● **Stated exercise**
Pull out each line of the data that contains the string "wall" and list those lines.

● **Dataset**
+++
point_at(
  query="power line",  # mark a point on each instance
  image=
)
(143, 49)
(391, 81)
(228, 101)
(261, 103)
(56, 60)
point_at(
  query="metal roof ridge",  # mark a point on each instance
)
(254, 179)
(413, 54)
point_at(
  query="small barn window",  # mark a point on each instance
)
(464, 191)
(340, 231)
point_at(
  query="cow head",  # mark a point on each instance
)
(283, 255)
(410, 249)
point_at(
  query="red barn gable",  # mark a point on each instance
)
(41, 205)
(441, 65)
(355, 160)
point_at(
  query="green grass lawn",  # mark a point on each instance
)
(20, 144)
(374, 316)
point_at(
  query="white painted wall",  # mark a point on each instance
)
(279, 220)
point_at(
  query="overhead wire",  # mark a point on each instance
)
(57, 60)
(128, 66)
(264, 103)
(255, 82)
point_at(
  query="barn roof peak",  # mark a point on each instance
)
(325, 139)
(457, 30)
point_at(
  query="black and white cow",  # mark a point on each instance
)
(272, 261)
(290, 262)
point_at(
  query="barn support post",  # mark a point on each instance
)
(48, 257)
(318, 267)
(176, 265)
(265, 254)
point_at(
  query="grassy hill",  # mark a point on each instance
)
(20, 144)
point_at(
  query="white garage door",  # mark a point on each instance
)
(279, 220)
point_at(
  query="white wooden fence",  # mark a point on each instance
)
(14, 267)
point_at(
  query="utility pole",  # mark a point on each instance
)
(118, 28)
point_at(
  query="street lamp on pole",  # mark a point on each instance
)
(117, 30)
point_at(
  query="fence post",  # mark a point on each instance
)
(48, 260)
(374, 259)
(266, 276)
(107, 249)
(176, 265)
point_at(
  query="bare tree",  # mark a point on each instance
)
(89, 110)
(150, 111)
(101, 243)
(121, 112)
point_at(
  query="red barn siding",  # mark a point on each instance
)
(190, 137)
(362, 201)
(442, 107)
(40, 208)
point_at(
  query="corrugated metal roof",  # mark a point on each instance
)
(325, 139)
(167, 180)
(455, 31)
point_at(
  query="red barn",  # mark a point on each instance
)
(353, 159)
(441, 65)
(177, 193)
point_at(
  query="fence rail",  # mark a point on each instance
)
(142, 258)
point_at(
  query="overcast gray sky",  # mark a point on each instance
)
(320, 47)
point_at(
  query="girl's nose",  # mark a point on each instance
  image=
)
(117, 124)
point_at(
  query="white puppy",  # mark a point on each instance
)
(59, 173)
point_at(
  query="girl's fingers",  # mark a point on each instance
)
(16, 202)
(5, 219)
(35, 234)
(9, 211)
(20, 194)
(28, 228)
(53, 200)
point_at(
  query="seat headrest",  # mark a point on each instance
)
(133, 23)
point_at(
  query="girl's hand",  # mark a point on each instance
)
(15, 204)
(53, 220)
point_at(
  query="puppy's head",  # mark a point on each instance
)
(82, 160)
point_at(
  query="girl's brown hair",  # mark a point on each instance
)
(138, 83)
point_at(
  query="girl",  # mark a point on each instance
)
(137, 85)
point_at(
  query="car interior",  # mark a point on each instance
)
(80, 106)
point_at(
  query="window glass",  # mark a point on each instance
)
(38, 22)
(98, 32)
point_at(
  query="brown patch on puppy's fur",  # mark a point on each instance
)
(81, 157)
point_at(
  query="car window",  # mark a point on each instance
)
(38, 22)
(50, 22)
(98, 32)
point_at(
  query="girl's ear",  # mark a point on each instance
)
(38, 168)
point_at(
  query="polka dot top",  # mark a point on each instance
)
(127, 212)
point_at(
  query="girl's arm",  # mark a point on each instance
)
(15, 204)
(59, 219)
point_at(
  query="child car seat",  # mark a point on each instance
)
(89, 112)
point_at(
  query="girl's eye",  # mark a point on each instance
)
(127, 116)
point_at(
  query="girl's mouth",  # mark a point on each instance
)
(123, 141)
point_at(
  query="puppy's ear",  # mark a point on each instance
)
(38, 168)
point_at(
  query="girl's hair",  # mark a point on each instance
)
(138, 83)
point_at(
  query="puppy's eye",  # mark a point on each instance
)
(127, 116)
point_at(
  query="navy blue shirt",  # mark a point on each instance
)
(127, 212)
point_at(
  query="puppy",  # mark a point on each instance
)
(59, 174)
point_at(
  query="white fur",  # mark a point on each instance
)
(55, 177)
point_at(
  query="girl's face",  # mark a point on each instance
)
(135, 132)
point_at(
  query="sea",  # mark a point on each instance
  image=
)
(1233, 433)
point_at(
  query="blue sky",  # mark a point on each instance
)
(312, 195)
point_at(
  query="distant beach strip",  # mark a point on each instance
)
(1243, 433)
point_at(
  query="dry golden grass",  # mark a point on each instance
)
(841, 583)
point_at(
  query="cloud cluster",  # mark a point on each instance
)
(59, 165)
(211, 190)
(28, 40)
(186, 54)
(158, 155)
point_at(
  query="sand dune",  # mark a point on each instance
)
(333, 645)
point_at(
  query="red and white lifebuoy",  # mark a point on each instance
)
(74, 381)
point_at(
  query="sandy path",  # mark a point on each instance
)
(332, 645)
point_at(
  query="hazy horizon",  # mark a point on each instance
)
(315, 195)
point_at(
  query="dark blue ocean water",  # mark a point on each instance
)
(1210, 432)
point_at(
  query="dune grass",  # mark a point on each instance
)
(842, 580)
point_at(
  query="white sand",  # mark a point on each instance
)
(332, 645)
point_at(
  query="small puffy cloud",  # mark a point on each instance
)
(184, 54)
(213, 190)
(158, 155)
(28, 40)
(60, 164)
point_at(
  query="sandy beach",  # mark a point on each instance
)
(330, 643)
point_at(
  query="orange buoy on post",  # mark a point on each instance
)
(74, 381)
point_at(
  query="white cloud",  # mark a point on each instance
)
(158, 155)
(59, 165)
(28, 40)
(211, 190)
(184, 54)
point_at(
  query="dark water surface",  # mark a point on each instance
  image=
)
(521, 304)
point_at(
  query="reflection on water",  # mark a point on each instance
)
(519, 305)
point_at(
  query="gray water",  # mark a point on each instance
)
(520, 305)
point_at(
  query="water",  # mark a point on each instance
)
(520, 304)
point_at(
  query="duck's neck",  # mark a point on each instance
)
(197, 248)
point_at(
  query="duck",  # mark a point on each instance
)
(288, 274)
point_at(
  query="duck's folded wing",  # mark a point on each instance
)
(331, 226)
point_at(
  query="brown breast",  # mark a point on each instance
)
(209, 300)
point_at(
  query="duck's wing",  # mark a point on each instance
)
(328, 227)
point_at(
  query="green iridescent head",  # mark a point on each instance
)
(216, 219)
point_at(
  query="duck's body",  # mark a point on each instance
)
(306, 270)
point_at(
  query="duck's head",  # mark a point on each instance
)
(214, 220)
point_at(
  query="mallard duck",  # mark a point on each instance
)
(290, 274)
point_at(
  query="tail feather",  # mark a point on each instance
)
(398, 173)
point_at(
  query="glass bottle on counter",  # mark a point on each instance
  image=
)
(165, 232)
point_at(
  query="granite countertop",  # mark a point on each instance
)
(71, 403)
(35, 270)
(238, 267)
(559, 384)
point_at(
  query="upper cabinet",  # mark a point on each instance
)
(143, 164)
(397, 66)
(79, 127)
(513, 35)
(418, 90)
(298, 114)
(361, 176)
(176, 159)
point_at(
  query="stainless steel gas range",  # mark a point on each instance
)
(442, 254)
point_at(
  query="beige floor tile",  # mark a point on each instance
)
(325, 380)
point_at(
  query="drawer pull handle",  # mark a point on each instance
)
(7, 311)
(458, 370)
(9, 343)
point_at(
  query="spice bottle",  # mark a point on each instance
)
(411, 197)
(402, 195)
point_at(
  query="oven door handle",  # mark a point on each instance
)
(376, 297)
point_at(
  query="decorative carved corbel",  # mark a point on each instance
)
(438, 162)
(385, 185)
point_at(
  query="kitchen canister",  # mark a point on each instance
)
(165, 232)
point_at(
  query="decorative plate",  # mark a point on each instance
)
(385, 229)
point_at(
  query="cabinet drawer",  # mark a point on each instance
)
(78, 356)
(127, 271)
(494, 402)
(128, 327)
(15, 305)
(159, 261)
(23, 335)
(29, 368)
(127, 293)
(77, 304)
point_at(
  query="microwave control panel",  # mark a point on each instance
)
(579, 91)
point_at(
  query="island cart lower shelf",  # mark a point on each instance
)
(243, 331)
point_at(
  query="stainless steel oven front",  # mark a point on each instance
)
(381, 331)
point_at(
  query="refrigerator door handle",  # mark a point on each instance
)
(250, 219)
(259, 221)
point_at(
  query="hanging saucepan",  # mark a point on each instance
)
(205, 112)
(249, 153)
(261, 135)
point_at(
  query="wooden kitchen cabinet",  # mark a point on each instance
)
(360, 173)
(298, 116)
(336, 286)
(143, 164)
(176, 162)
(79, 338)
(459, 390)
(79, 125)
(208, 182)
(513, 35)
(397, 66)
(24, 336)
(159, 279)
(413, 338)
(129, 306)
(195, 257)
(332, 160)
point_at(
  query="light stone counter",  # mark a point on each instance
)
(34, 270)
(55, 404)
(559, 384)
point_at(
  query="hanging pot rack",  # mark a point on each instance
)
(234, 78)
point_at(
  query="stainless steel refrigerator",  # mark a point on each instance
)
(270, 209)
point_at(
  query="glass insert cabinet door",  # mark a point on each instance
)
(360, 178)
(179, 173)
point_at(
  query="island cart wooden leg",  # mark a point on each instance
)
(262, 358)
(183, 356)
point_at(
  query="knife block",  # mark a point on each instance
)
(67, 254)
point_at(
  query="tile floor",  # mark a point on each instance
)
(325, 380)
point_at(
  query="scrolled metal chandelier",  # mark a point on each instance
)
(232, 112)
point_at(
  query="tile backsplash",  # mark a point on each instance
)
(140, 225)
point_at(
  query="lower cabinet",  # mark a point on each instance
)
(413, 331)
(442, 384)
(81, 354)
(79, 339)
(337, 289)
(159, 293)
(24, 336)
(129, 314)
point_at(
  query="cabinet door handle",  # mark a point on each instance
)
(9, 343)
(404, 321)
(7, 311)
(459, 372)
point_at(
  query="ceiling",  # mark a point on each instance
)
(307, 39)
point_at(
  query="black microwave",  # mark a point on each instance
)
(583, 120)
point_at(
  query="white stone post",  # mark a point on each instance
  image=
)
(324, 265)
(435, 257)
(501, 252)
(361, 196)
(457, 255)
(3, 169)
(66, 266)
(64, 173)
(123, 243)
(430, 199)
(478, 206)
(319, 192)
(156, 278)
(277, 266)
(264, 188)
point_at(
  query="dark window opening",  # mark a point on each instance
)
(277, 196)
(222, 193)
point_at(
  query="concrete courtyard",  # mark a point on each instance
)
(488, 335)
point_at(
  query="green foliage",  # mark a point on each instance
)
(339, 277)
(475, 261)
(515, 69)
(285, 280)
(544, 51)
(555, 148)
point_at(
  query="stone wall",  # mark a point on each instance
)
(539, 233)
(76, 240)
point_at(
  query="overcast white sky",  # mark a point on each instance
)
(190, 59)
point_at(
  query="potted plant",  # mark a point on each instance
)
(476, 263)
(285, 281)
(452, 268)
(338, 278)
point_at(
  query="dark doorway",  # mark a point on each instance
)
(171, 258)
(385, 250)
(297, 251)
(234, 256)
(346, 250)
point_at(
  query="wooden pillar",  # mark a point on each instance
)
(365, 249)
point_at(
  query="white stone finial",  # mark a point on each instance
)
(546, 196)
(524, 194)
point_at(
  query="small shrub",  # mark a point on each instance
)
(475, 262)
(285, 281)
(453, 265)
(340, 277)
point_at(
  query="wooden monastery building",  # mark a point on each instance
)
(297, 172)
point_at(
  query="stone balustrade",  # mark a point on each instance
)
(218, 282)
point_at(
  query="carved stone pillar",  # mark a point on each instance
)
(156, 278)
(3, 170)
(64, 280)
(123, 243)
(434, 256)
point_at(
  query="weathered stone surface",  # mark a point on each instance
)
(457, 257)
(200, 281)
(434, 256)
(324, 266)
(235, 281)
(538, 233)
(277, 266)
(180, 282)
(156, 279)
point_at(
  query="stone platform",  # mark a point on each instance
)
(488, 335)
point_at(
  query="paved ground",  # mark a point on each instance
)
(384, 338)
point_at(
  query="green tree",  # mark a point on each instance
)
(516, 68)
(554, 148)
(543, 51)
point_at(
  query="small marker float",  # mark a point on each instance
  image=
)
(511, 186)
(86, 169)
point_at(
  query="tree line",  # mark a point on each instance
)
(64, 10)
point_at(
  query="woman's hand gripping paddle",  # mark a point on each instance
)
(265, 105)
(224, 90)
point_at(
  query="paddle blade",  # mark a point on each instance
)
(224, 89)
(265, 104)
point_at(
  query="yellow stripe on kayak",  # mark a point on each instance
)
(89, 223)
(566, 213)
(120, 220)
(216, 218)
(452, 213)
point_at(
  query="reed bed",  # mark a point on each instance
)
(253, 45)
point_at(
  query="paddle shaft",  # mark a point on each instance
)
+++
● **The reply**
  query="white painted wall",  # mark a point on each instance
  query="stone wall",  # mark a point on each instance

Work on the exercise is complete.